Natural-language object grounding data:
──────────

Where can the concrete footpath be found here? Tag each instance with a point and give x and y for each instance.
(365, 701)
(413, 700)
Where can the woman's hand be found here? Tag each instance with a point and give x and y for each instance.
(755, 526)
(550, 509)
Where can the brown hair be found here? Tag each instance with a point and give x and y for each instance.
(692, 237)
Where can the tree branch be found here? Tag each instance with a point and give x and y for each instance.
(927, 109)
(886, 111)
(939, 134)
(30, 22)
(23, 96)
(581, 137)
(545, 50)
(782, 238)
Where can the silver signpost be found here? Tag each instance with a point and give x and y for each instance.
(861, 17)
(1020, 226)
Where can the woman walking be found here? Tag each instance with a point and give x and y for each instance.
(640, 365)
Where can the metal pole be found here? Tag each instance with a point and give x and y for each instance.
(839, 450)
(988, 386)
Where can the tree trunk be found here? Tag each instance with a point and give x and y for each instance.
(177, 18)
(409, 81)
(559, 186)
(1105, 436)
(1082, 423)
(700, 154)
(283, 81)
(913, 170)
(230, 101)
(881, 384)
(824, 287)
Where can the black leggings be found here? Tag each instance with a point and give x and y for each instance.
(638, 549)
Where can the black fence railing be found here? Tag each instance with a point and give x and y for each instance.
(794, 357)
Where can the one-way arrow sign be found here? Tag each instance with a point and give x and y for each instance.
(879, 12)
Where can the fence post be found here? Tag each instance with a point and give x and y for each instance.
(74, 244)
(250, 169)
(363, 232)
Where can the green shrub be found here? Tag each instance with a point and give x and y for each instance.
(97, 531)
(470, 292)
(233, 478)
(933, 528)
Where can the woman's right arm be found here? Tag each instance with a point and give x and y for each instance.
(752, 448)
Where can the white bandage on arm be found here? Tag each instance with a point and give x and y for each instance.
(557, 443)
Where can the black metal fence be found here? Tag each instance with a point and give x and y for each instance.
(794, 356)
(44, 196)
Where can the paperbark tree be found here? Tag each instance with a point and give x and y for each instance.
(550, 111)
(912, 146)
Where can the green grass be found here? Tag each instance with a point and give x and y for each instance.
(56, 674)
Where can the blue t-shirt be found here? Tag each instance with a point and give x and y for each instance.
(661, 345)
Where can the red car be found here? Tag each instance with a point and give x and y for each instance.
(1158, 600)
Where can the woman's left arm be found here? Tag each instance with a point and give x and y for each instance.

──────────

> _WHAT TO WORK ON_: Exactly as given, repeat each line above.

> _SOLUTION TO THIS PROBLEM_:
Where can the concrete footpath be found here? Tag each instance with a point and give x and y for each instance.
(365, 701)
(413, 700)
Where can the woman's hand be found here? Tag each instance with a point and give x and y for each instance.
(755, 526)
(550, 509)
Where can the brown hair be found here? Tag each instance with a point and give x and y for each instance.
(692, 237)
Where can the tree branch be found here? Tag each instance with a point and give x and y for each instance.
(927, 109)
(886, 111)
(939, 134)
(30, 22)
(23, 96)
(581, 137)
(545, 50)
(782, 238)
Where can the silver signpost be found here? Tag each instance with a point and give x and y for each instance.
(861, 17)
(1020, 226)
Where can the woman walking be found here? Tag each instance with a point and give x and y for each instance.
(640, 365)
Where can the metal pole be found here? Tag each instance with a point and give x and y for each instance.
(839, 450)
(988, 386)
Where can the tree trunk be found here? Tag each instance with a point and give x and y for each instance.
(177, 18)
(409, 81)
(559, 186)
(1105, 436)
(1082, 423)
(700, 154)
(283, 81)
(913, 170)
(230, 101)
(881, 384)
(824, 287)
Where can the black leggings be found here? Tag each instance with a point and give x and y for each instance.
(638, 549)
Where can the black fence railing be found here? Tag each instance with a point and give x and y for each instance.
(794, 357)
Where can the one-way arrow sign be found here? Tag each instance with a point and give x and y for each instance.
(879, 12)
Where can the fence post be found here? Tag each instance with a point and give x and y for each instance.
(74, 244)
(250, 169)
(363, 232)
Where can the green shrub be found here? Tag each instance with a point and give x and y for each instance.
(97, 531)
(470, 292)
(233, 478)
(933, 528)
Where can the woman's right arm be found here? Tag each instance with a point and give x and y for each instance.
(752, 448)
Where can the white bandage on arm be found here? Tag each instance with a point and give x and y for each instance.
(557, 443)
Where can the black metal fence be found here? Tag each instance with a point and give x and y for each instance.
(794, 356)
(44, 196)
Where can the paperbark tree be found here? Tag each instance with a point and give x and y for each instance.
(550, 111)
(912, 146)
Where can the green grass be found here? Tag each instance with a point and give x and y for each instance.
(56, 674)
Where can the blue t-shirt be found here? Tag each instance with a point and give x and y for each instance.
(661, 345)
Where can the red car be found here? Tag each instance with a point and give x and y for each instance.
(1158, 600)
Where can the woman's left arm be found here? Tag each instance with a point and give x and y for each instance.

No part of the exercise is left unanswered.